SELECTED TEXT:
Climate change is bad news for coral reefs around the world, with high ocean temperatures causing widespread bleaching events that weaken and kill corals. However, new research from The University of Texas at Austin has found that corals with a solitary streak - preferring to live alone instead of in reef communities - could fare better than their group-dwelling relatives.
The findings, which could potentially give clues about where modern reef conservation efforts should be focused, are based on a survey of coral species that survived during a period of warming in Earth's past that resembles the climate change of today. And while the research suggests that corals may cope better with climate change than expected, the isolated lifestyles of the survivors could mean that the coral ecosystems of the future could be bleak.
"Although corals themselves might survive, if they're not building reefs, that's going to cause other problems within the ecosystem," said Anna Weiss, a Ph.D. candidate at the UT Jackson School of Geosciences who led the research. "Reefs support really big, diverse communities."
The environment isn't the only thing facing a bleak future. The coral species with the best odds of survival are drab in comparison to colorful reef corals.
The research was published in the journal Paleoceanography and Paleoclimatology on Jan. 21. Weiss co-authored the paper with her adviser Rowan Martindale, an assistant professor at the Jackson School.

PROBLEMS TO SOLVE:
(a) Return the portion of the coral article starting at "Climate change is" and ending at "their group-dwelling relatives.".
(b) Decide whether each statement agrees with the coral article, answering yes or no and quoting the deciding words: (i) The research appeared in the journal Paleoceanography and Paleoclimatology. (ii) Anna Weiss is an assistant professor at the Jackson School. (iii) The coral species most likely to survive are more colorful than reef corals.

DATASET EXCERPTS:
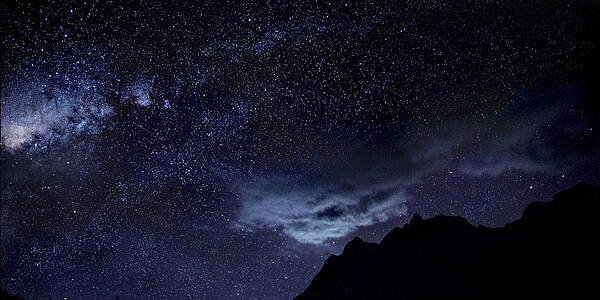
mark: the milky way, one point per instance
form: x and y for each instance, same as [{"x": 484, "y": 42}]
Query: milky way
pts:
[{"x": 223, "y": 150}]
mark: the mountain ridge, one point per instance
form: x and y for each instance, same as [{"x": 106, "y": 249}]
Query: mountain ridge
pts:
[{"x": 543, "y": 253}]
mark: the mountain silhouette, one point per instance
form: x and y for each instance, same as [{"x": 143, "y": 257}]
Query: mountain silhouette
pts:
[{"x": 550, "y": 252}]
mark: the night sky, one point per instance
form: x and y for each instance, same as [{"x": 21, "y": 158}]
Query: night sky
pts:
[{"x": 223, "y": 150}]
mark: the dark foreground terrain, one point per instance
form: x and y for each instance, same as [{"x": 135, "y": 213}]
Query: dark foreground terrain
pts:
[{"x": 550, "y": 252}]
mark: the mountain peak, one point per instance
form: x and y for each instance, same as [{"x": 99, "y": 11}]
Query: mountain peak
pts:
[{"x": 546, "y": 253}]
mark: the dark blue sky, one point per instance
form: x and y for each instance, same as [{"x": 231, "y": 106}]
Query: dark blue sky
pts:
[{"x": 224, "y": 150}]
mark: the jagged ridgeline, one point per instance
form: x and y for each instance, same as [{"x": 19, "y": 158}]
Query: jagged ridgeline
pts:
[{"x": 550, "y": 252}]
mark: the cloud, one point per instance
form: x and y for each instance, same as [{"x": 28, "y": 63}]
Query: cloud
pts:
[
  {"x": 521, "y": 146},
  {"x": 39, "y": 111},
  {"x": 315, "y": 213}
]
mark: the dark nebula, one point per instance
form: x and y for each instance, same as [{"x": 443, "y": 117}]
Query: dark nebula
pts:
[{"x": 219, "y": 150}]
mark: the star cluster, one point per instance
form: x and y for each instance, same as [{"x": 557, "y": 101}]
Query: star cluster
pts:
[{"x": 222, "y": 150}]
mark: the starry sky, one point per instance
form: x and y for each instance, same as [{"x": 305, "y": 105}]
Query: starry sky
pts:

ANSWERS TO EACH TASK:
(a)
Climate change is bad news for coral reefs around the world, with high ocean temperatures causing widespread bleaching events that weaken and kill corals. However, new research from The University of Texas at Austin has found that corals with a solitary streak - preferring to live alone instead of in reef communities - could fare better than their group-dwelling relatives.

(b)
(i) Yes: "The research was published in the journal Paleoceanography and Paleoclimatology on Jan. 21."
(ii) No: "Anna Weiss, a Ph.D. candidate at the UT Jackson School of Geosciences who led the research"
(iii) No: "The coral species with the best odds of survival are drab in comparison to colorful reef corals."